Required work:
Each entry is to be given again word for word; images are dropped.

Natural-language object grounding data:
BEGIN

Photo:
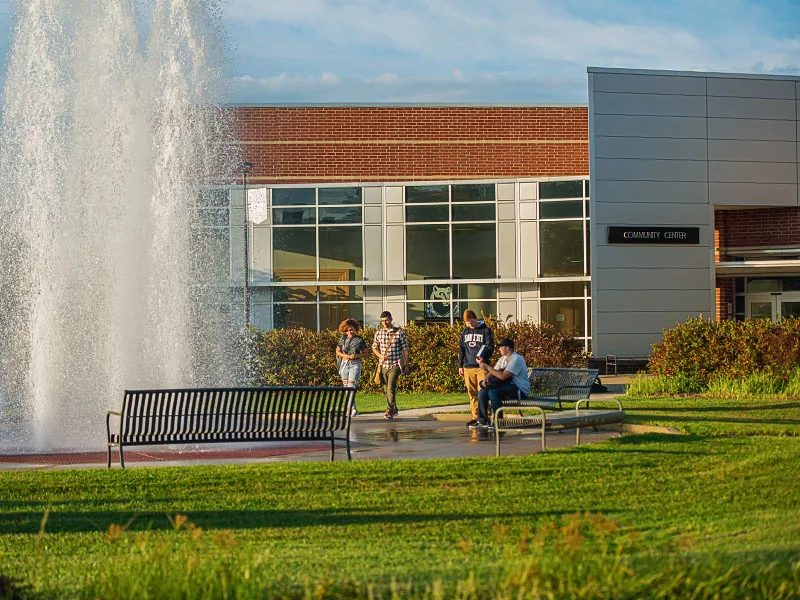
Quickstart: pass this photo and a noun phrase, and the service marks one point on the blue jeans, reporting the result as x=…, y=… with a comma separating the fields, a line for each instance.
x=496, y=397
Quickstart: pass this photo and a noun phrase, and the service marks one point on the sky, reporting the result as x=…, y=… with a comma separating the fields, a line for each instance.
x=496, y=51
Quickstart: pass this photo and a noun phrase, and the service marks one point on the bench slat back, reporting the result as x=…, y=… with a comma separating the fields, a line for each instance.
x=233, y=413
x=546, y=382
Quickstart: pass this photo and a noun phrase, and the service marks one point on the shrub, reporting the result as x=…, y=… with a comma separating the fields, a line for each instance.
x=305, y=357
x=702, y=349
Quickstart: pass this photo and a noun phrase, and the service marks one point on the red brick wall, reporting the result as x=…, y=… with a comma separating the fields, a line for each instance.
x=318, y=144
x=758, y=227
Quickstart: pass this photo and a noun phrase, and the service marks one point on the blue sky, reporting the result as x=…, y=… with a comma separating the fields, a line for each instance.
x=486, y=51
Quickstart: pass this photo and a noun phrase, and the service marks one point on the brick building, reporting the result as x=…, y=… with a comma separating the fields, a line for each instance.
x=428, y=210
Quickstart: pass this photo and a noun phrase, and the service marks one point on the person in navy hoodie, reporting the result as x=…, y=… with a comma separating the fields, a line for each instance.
x=475, y=335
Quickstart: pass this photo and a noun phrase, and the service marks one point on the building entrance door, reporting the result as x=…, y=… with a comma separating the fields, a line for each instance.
x=773, y=306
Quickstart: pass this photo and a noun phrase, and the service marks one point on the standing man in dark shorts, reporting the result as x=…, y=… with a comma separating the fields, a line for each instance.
x=391, y=348
x=475, y=335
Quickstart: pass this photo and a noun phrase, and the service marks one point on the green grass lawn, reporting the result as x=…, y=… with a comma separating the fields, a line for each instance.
x=711, y=514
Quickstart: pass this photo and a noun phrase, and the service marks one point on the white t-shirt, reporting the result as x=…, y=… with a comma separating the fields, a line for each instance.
x=516, y=364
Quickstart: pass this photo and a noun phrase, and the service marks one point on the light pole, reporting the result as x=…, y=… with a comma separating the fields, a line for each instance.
x=244, y=167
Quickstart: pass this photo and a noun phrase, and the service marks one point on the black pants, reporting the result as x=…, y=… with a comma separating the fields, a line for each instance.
x=389, y=377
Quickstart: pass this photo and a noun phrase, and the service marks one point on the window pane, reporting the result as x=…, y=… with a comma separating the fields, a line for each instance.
x=293, y=216
x=474, y=212
x=482, y=308
x=437, y=302
x=473, y=193
x=295, y=254
x=566, y=315
x=294, y=315
x=341, y=254
x=561, y=248
x=474, y=254
x=561, y=210
x=426, y=193
x=293, y=196
x=422, y=214
x=341, y=292
x=560, y=189
x=340, y=215
x=467, y=291
x=294, y=294
x=340, y=195
x=427, y=252
x=330, y=315
x=561, y=289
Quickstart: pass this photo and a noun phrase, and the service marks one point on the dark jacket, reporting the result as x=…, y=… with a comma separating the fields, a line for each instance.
x=471, y=342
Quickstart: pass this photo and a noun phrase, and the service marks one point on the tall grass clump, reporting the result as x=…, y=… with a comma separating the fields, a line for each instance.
x=642, y=385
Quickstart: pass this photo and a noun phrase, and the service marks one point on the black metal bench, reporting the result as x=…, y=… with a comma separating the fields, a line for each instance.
x=219, y=415
x=549, y=389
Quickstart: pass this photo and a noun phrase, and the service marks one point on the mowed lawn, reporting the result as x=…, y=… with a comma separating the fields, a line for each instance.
x=714, y=513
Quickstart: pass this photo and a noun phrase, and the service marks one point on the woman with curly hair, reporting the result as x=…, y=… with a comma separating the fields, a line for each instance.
x=349, y=352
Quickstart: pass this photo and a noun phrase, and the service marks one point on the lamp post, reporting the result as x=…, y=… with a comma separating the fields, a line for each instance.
x=244, y=167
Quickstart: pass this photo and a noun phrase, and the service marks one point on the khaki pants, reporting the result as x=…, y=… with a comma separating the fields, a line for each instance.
x=473, y=377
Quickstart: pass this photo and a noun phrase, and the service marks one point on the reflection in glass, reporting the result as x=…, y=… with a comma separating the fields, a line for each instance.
x=330, y=315
x=561, y=289
x=426, y=214
x=479, y=192
x=427, y=252
x=295, y=254
x=560, y=189
x=294, y=315
x=294, y=294
x=426, y=193
x=466, y=291
x=293, y=196
x=566, y=315
x=293, y=216
x=341, y=254
x=561, y=210
x=474, y=253
x=332, y=293
x=561, y=248
x=340, y=195
x=340, y=215
x=474, y=212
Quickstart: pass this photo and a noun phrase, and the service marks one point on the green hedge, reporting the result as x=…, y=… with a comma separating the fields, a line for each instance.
x=305, y=357
x=703, y=349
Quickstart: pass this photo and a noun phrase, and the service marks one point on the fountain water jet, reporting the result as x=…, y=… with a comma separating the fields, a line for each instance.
x=111, y=123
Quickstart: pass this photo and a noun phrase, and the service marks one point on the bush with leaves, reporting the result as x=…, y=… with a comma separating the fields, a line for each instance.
x=701, y=349
x=305, y=357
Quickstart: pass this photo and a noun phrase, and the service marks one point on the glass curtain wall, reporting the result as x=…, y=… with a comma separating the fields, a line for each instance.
x=451, y=234
x=317, y=250
x=564, y=252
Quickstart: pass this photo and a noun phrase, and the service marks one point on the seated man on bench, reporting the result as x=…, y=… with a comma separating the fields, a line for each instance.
x=509, y=378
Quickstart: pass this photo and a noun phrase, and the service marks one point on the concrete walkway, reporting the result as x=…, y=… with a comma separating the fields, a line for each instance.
x=439, y=432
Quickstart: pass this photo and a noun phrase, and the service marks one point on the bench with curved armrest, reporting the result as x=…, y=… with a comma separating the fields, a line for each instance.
x=549, y=388
x=224, y=415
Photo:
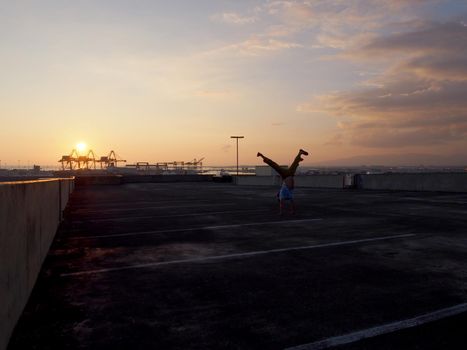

END

Answer space:
Photo:
Quickstart: pass this photo and a noun phrase, and the service marks one point on the blue jeans, reporting the result as x=…, y=… with a comma separating the fields, a line for each instance.
x=496, y=397
Quickstart: pass this photo and a noun phrase, and the service marks one point on the sky, reporting the result as x=…, y=… with a comma separating the fields, a line for each instance.
x=496, y=51
Quickstart: pass this photo and a noun phrase, and the service marks one point on the bench slat back, reporting the result as x=…, y=… with a comma separating the fields, a line for each instance.
x=233, y=413
x=546, y=382
Quickstart: pass this photo and a noun phrase, and the service marks one point on the shrub, reporting the result as x=…, y=… with a comma separating the fields, a line for each instance.
x=305, y=357
x=702, y=349
Quickstart: pass this photo and a noun phrase, and the service marks one point on the red brick wall, reporting the result as x=…, y=… with a comma separating the fields, a line for each instance.
x=318, y=144
x=758, y=227
Quickstart: pass this photo and a noun phrase, and the service marks one point on the blue sky, reporting the result as x=…, y=… with a comma separating the fields, a line for each instance.
x=486, y=51
Quickstart: pass this photo and a noun phrase, and the service marks one point on the brick building, reporting the result as x=…, y=… with a comma separating the fields, a line for each instance.
x=428, y=210
Quickstart: pass this photo and a noun phrase, and the service marks one point on the person in navy hoodie, reporting the result as x=…, y=… with a comma separating the fields, a line for each instance.
x=475, y=335
Quickstart: pass this photo and a noun phrase, and the service marks one point on the building entrance door, reporting the result as x=…, y=… with a comma separating the fields, a line for each instance.
x=773, y=306
Quickstart: pass this photo and a noun phrase, and the service marks one point on the standing man in dark shorts, reporting the result as x=…, y=… with a comma separating the fields, a line for each instance.
x=391, y=348
x=475, y=335
Quickstart: pass this photo and a noun phrase, and the service marks one point on the green grass lawn, reporting the result as x=…, y=… with a comma separating the fields, a line for each instance.
x=711, y=514
Quickstart: pass this photo and a noun phrase, and the service marks one point on the white t-shirt, reporting the result as x=…, y=… with a comma separating the fields, a line for each instance.
x=516, y=364
Quickstart: pass this photo and a noun phrase, and the service marks one point on the light pole, reporting the result as x=…, y=… with a comma separating the fields, a line for each instance.
x=244, y=167
Quickstart: pass this photo and a noun phrase, and the service marks one point on the black pants, reporting the result as x=…, y=… with a comma separating the fields, a line for each instance.
x=389, y=377
Quickstart: pass this photo and a noun phrase, and the service marks one point on the window pane, reporting the result as x=…, y=… with a comma separating the fields, a line for each instance.
x=293, y=216
x=474, y=212
x=482, y=308
x=437, y=302
x=473, y=193
x=295, y=254
x=566, y=315
x=294, y=315
x=341, y=254
x=561, y=248
x=474, y=254
x=561, y=210
x=426, y=193
x=293, y=196
x=422, y=214
x=341, y=292
x=560, y=189
x=340, y=215
x=467, y=291
x=294, y=294
x=340, y=195
x=427, y=252
x=330, y=315
x=561, y=289
Quickstart: pass this photo and a noun phrase, and the service marks one point on the dark jacket, reporting the result as x=…, y=… with a comma separating the fields, a line for each instance.
x=471, y=342
Quickstart: pass this photo and a noun phrase, and the service marks one point on the tall grass clump, reporting the result as x=…, y=… with a comma separating the fields, a line for each instance.
x=642, y=385
Quickstart: pass this photo and a noun phrase, and the service marks one point on the black metal bench, reporting the result as x=…, y=… with a comma separating the fields, a line for each instance.
x=219, y=415
x=549, y=389
Quickstart: pass this photo and a noun phrase, and the service marks one point on the mowed lawn, reporting the result as x=…, y=… with a comma separating the fields, a line for each instance.
x=714, y=513
Quickstart: pass this photo and a noun phrase, and the service marks one point on the woman with curly hair, reporting the result as x=…, y=… with a comma separating the fields, a line for each instance.
x=349, y=352
Quickstart: pass this photo and a noun phrase, and the service marks one point on the lamp post, reporting the result as x=…, y=… with a comma separating the fields, a line for each instance.
x=244, y=167
Quickstart: pass this photo and a noun phrase, and the service marks one point on the khaki pants, reporting the result as x=…, y=… with a comma separating the fields, a line for each instance.
x=473, y=377
Quickstart: pass this photo and a noun phrase, and the service marks one point on the reflection in glass, reporting the result as x=…, y=… with a comma separating the fields, a line for each instance.
x=330, y=315
x=561, y=289
x=426, y=214
x=479, y=192
x=427, y=252
x=295, y=254
x=560, y=189
x=294, y=315
x=294, y=294
x=426, y=193
x=466, y=291
x=293, y=196
x=566, y=315
x=293, y=216
x=341, y=254
x=561, y=210
x=474, y=253
x=332, y=293
x=561, y=248
x=340, y=195
x=340, y=215
x=474, y=212
Quickstart: pass this photo and a noun phrase, and the service marks one point on the green hedge, reporting the result as x=…, y=… with a comma separating the fields, a line for each instance.
x=305, y=357
x=703, y=349
Quickstart: pass this photo and a noun phrase, and the service marks one point on the fountain water jet, reporting the result as x=…, y=… with a comma separating the fields, a line for each instance.
x=111, y=123
Quickstart: pass this photo and a noun phrase, and the service marks one point on the bush with leaves, reporting the result as x=…, y=… with a comma separating the fields, a line for each instance.
x=701, y=349
x=305, y=357
Quickstart: pass this photo and a noun phrase, and the service marks one point on the glass curtain wall, reporting the result as x=…, y=… with a comma separating the fields, a line for each instance.
x=451, y=234
x=317, y=250
x=564, y=252
Quickstart: pass this photo and a noun phrase, and the service marks one point on the seated man on bench, reporting the result as x=…, y=… with a comma separating the fields, a line for each instance.
x=509, y=378
Quickstart: pass this photo and a noun phrase, and the service marks one point on the concrete walkway, reporting the result as x=…, y=… with a comma separating the fields, a line for each instance.
x=439, y=432
Quickstart: pass this photo and a noun phrase, and the service marks one point on the bench with curved armrest, reporting the result as x=…, y=… with a comma separating the fields, a line for each instance.
x=549, y=388
x=224, y=415
Photo:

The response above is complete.